*TEXT PASSAGE:*

* start *

When you are done training with your bokken, either alone or perhaps in martial arts class in moving onto bojutsu (stick training) or unarmed training take the time to put away your bokken. Many students have a simple cloth bag they store it in- kind of like putting a large sized sock over it and then tying it down and laying it next to their training bag.
Holding The Sword
Now that you have been introduced to the types of training sword, how to hold your sword when not in use, and the beginning of building awareness of it, we can move onto how to hold it in use followed by the three basic postures needed to begin cutting practice with it.
While it goes without saying that a sword is not a club, hammer, or baseball bat and should not be held like one, many beginning students do indeed hold it like one.
This is understandable as a western student, since many things similar in size and shape of a sword are held this way. One can’t be criticized for doing something and not knowing, but once you are aware of the correct way of doing things then the responsibility is on YOU to do it correctly from that moment on.
That is another hidden lesson of kenjutsu to keep in mind.
The katana is always held with both hands as a two handed sword. While there are a few rare times it might be used one handed for a specific reasons- the loss of the other arm, always practice using it as a two handed sword.
There are many reasons for this, but for the sake of this course, the main reason is because all of the lessons of timing, distance and footwork will change if the sword is held in one hand. As a new student one has to learn the lesson first before it can be changed and adapted (shu ha ri).
In kenjutsu there are no left handed people- the right hand always grips near the guard (tsuba) while the other hand grips near the end of the handle. There should be a fist width of space in-between your two hands when you are gripping the sword.
This spacing is important as the right hand is the hand that delivers the force in the cut, while the left hand guides the blade- if your hands are close then the dynamics of the cut will be off, and this will affect your distance, timing, etc.
That’s not to say one can’t use a smaller or larger sword, you want to get to the point of understanding where you can pick up anything and use it, but again, in the beginning it is about learning correctly with proper principals over just freelancing things or making them up as you go along.
So how do you get the correct handle length in proportion to your hands and body?
A simple way is to hold the bokken in your right hand near the guard and measure it down to your right elbow- that is the “correct” length of the handle for your body.

* end *

*INFORMATION GIVEN:*
* start *

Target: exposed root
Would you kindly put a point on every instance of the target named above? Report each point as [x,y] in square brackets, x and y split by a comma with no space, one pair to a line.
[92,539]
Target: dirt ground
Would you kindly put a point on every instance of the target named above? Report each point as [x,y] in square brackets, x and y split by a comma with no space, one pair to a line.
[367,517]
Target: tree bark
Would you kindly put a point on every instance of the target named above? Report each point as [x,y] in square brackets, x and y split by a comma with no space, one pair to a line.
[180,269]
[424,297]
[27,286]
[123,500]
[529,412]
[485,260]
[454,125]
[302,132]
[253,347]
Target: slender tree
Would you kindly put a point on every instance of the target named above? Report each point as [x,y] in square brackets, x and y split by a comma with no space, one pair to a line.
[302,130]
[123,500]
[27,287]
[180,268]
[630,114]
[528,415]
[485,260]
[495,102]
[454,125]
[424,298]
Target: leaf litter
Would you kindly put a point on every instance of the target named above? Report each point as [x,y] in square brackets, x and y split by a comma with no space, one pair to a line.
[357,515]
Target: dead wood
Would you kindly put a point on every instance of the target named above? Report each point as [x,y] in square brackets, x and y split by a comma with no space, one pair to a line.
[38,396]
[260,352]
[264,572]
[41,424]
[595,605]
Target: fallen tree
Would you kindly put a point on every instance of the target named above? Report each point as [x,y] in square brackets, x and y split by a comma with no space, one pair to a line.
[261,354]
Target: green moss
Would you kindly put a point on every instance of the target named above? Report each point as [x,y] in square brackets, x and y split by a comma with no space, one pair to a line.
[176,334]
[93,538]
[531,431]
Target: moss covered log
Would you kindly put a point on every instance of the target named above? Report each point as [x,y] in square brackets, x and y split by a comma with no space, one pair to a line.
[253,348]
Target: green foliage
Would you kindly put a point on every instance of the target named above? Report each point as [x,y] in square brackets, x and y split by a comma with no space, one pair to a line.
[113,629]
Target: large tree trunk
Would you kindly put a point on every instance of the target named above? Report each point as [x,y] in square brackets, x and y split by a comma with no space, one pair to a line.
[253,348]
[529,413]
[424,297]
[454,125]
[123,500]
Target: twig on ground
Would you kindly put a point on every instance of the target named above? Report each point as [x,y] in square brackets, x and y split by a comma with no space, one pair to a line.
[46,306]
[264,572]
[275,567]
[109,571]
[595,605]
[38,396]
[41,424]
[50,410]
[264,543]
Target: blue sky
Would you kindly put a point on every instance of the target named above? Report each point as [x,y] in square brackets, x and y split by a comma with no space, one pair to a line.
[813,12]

* end *
* start *

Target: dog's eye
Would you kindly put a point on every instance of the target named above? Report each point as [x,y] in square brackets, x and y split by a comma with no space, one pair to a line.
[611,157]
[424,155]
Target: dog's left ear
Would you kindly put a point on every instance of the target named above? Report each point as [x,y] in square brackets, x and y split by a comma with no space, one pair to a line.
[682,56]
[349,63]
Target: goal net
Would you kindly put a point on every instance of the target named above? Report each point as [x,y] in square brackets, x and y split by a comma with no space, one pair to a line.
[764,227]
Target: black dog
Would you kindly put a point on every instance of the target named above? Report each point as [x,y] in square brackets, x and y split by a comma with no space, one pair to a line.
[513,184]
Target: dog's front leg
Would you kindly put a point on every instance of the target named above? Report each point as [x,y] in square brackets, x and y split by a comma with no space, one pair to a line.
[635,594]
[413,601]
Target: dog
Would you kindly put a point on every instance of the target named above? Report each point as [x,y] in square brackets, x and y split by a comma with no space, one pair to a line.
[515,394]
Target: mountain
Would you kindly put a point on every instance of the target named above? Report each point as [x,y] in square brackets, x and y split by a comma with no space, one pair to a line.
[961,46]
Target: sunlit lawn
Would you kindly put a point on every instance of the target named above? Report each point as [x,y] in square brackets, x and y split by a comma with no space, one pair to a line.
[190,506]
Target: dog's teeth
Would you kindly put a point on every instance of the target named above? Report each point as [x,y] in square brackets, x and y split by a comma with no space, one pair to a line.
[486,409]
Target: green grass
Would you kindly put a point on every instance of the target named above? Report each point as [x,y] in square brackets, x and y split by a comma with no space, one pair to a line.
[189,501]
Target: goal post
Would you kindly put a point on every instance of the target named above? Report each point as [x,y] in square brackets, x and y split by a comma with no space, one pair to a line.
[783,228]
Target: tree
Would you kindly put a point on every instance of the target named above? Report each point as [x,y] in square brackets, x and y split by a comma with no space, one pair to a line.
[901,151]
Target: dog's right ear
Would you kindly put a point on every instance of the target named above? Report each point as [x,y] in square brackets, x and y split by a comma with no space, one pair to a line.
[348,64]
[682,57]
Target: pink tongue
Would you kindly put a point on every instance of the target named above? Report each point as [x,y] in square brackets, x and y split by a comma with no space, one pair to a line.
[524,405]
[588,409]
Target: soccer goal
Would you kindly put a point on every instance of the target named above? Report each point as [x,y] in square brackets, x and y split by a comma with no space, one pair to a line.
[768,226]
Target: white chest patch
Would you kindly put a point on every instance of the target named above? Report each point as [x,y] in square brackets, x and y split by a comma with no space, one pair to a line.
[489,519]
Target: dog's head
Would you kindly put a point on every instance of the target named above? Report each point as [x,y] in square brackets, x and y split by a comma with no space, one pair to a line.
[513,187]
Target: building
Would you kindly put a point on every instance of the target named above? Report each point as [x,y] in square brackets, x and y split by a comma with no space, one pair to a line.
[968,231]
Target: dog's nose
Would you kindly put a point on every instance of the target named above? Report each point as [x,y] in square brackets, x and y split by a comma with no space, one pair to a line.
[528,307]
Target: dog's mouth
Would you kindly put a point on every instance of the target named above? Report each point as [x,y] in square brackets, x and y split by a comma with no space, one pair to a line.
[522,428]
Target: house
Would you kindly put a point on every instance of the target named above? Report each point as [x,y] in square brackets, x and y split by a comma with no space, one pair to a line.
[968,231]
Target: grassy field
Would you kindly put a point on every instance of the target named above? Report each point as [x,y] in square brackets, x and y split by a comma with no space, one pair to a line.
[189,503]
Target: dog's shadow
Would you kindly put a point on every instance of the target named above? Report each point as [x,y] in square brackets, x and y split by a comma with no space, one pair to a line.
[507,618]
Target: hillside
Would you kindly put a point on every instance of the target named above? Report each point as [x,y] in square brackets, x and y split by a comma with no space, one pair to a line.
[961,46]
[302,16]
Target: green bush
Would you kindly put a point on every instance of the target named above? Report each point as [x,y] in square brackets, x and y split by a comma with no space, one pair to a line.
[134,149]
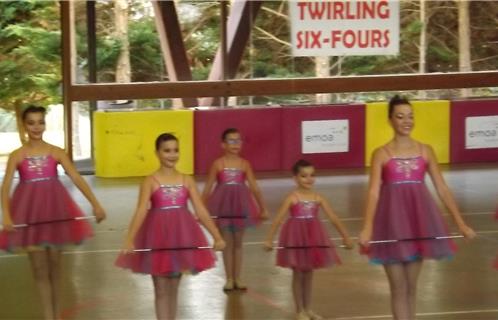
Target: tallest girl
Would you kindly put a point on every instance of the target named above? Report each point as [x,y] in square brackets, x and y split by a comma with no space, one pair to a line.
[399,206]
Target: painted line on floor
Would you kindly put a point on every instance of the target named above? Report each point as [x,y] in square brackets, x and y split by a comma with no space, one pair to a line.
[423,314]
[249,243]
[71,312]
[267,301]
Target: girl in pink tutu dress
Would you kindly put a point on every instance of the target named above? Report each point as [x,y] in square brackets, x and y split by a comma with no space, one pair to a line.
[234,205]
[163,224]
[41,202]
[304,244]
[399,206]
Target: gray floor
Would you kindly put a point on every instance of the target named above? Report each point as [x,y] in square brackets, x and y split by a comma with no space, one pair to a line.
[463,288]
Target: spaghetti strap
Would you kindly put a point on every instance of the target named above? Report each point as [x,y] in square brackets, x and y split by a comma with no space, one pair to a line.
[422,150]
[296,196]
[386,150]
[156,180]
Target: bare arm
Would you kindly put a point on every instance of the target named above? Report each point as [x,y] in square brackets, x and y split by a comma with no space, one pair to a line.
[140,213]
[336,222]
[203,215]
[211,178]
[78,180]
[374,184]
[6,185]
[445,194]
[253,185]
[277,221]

* end *
* start *

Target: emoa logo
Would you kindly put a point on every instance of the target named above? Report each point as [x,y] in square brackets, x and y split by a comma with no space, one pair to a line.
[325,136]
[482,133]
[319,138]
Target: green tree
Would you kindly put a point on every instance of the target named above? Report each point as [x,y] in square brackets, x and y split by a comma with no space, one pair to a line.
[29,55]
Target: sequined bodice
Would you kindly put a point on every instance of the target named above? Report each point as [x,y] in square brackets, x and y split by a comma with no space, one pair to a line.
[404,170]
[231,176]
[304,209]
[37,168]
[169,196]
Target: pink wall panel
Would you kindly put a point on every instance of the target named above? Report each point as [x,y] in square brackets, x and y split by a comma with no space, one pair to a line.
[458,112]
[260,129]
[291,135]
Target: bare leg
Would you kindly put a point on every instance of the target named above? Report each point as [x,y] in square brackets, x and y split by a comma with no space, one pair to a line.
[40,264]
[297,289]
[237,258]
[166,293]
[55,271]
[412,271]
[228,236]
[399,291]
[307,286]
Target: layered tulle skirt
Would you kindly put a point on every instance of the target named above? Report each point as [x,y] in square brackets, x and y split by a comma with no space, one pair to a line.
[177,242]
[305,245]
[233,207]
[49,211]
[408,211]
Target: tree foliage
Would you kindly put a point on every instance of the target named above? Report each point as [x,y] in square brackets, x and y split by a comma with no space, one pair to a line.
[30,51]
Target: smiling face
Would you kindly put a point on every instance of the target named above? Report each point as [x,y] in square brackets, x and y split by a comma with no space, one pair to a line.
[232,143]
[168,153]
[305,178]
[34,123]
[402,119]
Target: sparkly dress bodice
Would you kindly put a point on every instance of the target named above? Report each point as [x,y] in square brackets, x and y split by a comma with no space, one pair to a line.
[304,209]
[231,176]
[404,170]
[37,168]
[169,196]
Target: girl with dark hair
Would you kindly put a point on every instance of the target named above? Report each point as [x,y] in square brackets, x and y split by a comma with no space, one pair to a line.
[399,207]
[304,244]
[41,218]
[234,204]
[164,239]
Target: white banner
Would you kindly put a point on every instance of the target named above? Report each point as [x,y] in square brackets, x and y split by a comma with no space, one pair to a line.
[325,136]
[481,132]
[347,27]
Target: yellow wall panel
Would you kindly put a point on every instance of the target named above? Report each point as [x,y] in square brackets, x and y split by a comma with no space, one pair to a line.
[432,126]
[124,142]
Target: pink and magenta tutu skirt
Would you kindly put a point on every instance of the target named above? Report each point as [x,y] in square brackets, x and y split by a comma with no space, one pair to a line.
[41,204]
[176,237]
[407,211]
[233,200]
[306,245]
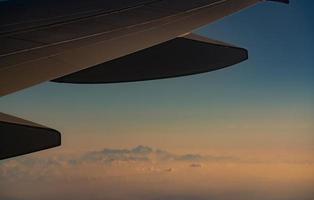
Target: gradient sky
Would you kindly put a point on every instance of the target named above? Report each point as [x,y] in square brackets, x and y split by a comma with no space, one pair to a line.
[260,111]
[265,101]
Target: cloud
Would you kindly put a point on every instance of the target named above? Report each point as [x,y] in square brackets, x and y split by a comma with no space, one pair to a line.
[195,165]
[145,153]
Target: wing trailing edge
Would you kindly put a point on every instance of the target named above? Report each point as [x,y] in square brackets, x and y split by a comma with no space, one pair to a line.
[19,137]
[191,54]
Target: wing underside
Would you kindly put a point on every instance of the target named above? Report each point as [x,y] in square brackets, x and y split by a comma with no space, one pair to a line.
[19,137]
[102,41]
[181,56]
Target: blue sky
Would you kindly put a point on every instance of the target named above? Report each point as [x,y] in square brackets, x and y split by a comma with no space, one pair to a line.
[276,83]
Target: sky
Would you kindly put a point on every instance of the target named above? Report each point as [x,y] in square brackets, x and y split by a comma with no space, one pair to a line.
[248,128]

* end *

*TASK LIST:*
(1) Answer these from the kenjutsu text:
(a) What do many students store their bokken in?
(b) How much space should be between the two hands when gripping the sword?
(c) To what point on the body is the handle measured to find its correct length?
(2) Return the part of the kenjutsu text between "The katana is" and "gripping the sword.", inclusive, copied word for word.
None of the material is needed here.

*RESPONSES FOR EACH TASK:*
(1)
(a) A simple cloth bag.
(b) A fist width.
(c) The right elbow, holding the bokken in the right hand near the guard.

(2)
The katana is always held with both hands as a two handed sword. While there are a few rare times it might be used one handed for a specific reasons- the loss of the other arm, always practice using it as a two handed sword.
There are many reasons for this, but for the sake of this course, the main reason is because all of the lessons of timing, distance and footwork will change if the sword is held in one hand. As a new student one has to learn the lesson first before it can be changed and adapted (shu ha ri).
In kenjutsu there are no left handed people- the right hand always grips near the guard (tsuba) while the other hand grips near the end of the handle. There should be a fist width of space in-between your two hands when you are gripping the sword.